Entries taken from a collection
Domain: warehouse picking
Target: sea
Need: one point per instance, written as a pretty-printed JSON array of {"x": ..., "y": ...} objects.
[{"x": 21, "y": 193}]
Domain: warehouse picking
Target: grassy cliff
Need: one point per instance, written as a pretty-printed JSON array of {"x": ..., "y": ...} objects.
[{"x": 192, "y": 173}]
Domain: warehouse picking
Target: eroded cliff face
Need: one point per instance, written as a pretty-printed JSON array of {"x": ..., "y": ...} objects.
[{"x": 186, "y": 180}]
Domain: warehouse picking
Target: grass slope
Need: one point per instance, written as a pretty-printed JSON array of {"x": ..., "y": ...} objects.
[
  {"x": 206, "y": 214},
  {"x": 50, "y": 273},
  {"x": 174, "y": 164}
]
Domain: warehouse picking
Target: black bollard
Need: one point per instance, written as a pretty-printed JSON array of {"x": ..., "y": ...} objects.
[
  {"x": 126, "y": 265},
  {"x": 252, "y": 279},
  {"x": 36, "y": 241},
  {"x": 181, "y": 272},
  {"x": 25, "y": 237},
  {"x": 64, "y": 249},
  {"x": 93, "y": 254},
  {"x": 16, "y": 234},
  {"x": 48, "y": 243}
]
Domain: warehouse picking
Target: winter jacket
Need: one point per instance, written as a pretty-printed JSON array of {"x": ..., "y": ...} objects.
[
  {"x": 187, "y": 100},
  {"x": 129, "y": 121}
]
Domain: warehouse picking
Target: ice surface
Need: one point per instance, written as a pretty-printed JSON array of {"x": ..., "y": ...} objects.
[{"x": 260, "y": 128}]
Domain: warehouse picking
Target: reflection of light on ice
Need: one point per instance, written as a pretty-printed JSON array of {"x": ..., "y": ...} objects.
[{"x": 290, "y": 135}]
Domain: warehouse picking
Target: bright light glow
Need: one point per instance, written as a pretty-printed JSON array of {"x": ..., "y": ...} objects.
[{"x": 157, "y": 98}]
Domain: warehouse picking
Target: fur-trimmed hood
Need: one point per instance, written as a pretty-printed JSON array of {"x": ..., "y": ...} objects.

• _Written request_:
Copy out the material above in its entirety. Every detail must match.

• _Correct answer_:
Domain: warehouse picking
Target: sea
Need: one point per instance, written as a pretty-printed JSON array of {"x": ..., "y": ...} objects.
[{"x": 21, "y": 193}]
Domain: warehouse picking
Target: grassy cliff
Need: one point per instance, written as a pretty-printed JSON array of {"x": ..., "y": ...} objects.
[{"x": 192, "y": 173}]
Domain: warehouse picking
Target: eroded cliff face
Need: one point per instance, written as a pretty-printed JSON array of {"x": ..., "y": ...} objects.
[{"x": 186, "y": 180}]
Domain: warehouse picking
Target: grass slope
Need: one point per instance, written as a pretty-printed JSON array of {"x": ..., "y": ...} objects.
[
  {"x": 206, "y": 214},
  {"x": 50, "y": 273},
  {"x": 174, "y": 164}
]
Domain: warehouse picking
Target: black bollard
Need: one point per instance, written as a pretty-printed JSON array of {"x": ..., "y": ...} objects.
[
  {"x": 126, "y": 265},
  {"x": 252, "y": 279},
  {"x": 36, "y": 241},
  {"x": 181, "y": 272},
  {"x": 25, "y": 237},
  {"x": 64, "y": 249},
  {"x": 93, "y": 254},
  {"x": 16, "y": 234},
  {"x": 48, "y": 243}
]
Domain: warehouse picking
Target: winter jacket
Need: one point per instance, written as a pretty-printed JSON array of {"x": ..., "y": ...} objects.
[
  {"x": 187, "y": 100},
  {"x": 129, "y": 121}
]
Domain: warehouse picking
Target: ice surface
Need: one point per instance, written as a pretty-printed JSON array of {"x": ..., "y": ...} objects.
[{"x": 260, "y": 128}]
Domain: warehouse picking
Target: reflection of light on ice
Need: one point per instance, written as a pretty-printed JSON array of {"x": ..., "y": ...} objects.
[{"x": 290, "y": 135}]
Domain: warehouse picking
Target: bright light glow
Need: one point per instance, written as a pretty-printed JSON array of {"x": ..., "y": ...} objects.
[{"x": 157, "y": 98}]
Domain: warehouse picking
Target: fur-trimmed hood
Need: one point per instance, written as a pretty-printed JSON array of {"x": ..., "y": ...} objects.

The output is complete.